[An excerpt from a data file]
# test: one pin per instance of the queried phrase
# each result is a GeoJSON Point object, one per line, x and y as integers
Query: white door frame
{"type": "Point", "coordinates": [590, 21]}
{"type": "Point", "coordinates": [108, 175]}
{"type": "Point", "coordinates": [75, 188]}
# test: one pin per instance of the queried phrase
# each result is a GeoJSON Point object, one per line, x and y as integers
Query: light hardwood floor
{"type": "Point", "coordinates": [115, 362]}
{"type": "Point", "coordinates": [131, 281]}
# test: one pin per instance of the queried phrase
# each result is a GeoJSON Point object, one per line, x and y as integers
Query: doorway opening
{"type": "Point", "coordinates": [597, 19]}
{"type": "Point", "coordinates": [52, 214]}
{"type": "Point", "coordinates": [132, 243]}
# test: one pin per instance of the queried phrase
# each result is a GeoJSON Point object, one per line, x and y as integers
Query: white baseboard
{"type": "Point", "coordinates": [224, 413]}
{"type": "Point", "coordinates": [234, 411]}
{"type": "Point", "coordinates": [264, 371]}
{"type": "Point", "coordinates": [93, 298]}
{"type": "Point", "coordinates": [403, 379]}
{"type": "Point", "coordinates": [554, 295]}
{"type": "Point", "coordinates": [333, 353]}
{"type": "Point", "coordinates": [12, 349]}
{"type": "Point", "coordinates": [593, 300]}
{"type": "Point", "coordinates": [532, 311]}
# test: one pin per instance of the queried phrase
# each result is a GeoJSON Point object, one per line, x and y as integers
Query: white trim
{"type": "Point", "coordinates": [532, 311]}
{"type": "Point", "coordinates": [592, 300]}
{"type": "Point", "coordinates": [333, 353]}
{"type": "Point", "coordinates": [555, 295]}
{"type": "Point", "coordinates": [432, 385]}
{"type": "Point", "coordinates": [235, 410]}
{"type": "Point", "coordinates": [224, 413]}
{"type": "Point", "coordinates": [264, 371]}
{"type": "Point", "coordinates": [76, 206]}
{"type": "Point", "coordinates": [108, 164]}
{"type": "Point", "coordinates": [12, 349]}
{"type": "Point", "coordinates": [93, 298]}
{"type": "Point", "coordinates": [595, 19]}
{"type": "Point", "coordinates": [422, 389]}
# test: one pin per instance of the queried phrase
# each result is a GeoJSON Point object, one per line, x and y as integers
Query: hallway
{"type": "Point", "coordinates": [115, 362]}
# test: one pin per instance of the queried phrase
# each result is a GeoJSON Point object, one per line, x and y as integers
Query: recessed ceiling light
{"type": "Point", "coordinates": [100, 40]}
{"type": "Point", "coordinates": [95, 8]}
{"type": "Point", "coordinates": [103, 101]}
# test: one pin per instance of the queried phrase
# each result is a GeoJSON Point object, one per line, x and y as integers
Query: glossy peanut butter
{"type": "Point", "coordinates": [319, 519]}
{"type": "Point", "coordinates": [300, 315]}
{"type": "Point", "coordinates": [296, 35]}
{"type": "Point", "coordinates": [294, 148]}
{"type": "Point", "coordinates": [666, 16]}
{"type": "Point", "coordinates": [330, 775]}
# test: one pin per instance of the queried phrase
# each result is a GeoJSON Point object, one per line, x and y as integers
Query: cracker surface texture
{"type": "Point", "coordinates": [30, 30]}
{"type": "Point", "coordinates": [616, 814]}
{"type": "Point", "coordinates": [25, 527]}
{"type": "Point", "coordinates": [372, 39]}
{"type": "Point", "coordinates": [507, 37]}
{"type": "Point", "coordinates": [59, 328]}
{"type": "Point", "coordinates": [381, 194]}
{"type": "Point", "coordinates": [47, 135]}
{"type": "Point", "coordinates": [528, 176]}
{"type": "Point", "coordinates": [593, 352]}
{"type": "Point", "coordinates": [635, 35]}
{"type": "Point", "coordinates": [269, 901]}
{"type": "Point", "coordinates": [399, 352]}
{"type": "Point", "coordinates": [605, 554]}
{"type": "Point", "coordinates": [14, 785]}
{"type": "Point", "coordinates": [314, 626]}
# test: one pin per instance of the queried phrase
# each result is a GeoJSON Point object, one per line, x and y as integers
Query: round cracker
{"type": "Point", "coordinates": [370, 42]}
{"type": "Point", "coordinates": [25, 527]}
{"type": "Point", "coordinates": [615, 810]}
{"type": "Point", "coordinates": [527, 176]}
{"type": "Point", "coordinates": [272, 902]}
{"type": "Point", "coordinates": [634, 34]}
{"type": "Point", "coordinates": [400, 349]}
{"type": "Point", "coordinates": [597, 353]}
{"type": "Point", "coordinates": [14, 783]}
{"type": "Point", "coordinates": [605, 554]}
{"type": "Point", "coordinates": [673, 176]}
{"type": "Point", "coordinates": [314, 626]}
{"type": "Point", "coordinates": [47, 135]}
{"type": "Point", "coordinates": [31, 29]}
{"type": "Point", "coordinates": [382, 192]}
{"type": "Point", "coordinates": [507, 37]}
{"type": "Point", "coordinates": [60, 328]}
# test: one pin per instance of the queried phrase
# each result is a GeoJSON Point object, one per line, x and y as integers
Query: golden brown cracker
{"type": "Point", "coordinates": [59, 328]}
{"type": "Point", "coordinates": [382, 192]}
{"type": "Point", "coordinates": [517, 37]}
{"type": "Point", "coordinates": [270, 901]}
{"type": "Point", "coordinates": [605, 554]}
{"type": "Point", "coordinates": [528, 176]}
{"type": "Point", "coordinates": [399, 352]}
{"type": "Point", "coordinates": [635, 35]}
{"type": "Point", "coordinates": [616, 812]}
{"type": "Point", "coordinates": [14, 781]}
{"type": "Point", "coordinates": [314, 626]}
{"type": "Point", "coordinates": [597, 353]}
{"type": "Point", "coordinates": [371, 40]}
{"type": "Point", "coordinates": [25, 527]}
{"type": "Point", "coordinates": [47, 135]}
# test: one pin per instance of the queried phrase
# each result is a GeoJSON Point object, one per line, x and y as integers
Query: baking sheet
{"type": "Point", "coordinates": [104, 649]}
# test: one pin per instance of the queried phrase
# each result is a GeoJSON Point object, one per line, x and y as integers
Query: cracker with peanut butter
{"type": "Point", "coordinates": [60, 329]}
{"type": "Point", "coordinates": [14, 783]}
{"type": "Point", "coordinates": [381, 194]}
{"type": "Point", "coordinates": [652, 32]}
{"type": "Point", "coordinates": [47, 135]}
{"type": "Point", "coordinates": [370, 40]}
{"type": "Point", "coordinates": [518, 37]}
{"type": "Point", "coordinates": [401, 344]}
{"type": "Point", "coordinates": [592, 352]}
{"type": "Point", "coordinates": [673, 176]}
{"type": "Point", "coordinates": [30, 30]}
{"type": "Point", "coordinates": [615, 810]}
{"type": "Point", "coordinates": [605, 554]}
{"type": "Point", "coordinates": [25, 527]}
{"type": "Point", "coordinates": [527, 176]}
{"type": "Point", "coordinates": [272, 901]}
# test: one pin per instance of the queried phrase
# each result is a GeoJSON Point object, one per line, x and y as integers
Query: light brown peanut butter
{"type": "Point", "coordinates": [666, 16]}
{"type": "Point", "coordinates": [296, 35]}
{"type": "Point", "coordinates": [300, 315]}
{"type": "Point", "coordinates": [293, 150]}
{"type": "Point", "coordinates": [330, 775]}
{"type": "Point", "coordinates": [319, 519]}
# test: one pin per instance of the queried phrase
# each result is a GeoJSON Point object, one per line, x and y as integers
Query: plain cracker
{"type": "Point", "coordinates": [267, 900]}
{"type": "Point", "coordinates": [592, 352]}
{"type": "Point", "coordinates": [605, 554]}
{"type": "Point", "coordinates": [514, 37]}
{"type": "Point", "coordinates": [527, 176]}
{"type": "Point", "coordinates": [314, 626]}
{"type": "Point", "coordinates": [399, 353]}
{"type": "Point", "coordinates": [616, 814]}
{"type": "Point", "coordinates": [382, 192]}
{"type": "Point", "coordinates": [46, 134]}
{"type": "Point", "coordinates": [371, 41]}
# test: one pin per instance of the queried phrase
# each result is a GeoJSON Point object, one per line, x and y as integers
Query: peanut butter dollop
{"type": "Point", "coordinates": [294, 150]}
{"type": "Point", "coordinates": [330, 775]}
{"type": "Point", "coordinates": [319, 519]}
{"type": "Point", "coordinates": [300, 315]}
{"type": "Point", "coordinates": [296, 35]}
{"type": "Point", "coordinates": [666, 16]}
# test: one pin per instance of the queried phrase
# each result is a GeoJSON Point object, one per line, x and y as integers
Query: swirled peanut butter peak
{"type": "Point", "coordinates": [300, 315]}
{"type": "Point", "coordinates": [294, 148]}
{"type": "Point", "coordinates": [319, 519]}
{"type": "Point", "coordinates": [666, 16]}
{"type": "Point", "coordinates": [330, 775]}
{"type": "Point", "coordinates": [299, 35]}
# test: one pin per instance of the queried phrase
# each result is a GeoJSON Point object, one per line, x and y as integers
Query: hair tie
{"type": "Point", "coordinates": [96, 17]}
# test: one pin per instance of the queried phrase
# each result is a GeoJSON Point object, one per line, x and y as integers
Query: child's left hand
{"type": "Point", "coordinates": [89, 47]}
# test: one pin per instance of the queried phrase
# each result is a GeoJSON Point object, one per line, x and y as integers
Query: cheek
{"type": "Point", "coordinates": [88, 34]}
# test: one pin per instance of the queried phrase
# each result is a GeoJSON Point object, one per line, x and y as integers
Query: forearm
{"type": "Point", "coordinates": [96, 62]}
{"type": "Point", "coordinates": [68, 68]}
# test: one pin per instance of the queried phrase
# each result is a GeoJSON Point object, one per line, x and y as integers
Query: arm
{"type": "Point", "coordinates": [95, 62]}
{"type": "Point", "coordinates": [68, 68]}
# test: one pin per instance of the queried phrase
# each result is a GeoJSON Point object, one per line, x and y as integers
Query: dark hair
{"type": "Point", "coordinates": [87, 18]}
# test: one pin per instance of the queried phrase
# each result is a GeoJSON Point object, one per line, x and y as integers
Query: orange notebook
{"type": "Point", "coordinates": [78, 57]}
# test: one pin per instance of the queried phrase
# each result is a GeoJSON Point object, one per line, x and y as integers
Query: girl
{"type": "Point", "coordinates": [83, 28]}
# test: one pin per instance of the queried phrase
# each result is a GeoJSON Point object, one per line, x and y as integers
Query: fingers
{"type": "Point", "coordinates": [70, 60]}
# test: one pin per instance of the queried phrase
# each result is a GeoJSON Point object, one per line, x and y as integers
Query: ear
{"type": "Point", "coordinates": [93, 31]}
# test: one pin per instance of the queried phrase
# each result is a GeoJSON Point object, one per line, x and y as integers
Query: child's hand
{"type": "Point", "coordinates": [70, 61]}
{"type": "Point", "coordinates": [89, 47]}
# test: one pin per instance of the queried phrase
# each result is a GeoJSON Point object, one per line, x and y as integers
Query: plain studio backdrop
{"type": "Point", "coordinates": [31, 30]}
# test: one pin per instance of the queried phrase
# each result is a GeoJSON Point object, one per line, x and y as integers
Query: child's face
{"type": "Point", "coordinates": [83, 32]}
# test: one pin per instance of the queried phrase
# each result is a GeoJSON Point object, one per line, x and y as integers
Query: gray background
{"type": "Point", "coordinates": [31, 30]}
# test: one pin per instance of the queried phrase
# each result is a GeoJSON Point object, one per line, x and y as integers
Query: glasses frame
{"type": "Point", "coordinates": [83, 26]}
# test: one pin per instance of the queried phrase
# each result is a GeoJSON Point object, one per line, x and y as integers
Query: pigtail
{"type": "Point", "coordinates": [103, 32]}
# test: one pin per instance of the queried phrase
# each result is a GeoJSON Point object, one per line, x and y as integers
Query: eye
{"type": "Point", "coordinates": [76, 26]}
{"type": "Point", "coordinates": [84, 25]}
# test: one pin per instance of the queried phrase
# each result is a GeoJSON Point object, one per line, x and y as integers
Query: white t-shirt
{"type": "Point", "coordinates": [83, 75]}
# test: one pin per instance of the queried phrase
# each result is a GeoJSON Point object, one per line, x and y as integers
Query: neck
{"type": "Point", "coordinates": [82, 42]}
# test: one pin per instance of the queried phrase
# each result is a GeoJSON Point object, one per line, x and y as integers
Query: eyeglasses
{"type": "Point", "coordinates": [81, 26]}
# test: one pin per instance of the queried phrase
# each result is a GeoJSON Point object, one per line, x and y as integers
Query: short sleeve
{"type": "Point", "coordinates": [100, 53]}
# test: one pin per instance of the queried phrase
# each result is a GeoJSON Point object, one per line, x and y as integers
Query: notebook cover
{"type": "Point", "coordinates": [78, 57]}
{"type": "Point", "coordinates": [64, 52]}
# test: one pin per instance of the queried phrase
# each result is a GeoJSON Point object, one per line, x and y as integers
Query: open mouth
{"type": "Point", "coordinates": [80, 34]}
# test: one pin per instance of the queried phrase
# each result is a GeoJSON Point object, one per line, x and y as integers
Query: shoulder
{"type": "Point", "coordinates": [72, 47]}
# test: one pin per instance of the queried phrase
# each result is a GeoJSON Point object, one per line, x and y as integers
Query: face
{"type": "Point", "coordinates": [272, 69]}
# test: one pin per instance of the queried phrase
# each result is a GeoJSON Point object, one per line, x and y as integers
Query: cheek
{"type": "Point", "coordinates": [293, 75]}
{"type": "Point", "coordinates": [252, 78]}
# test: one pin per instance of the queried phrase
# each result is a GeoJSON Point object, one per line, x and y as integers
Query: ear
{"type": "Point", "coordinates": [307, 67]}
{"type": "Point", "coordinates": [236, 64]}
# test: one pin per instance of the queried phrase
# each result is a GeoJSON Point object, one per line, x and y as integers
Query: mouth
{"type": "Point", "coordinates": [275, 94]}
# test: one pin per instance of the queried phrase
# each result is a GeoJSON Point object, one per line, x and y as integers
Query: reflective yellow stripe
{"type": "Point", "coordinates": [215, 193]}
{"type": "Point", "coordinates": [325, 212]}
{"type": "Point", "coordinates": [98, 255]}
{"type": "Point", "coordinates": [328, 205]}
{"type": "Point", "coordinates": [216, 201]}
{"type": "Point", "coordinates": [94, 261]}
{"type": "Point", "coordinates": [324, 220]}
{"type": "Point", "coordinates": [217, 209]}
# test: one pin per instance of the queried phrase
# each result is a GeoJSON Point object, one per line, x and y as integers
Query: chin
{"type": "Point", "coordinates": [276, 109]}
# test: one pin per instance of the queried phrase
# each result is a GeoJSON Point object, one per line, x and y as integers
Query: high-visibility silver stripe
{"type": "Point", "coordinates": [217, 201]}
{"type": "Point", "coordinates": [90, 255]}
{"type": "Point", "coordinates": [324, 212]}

* [Set exercise]: Gather every line of the data file above that contains the string "butter", and list those lines.

* [Output of the task]:
Query: glossy peanut butter
Query: cracker with peanut butter
Query: light brown peanut butter
Query: peanut butter dollop
Query: swirled peanut butter peak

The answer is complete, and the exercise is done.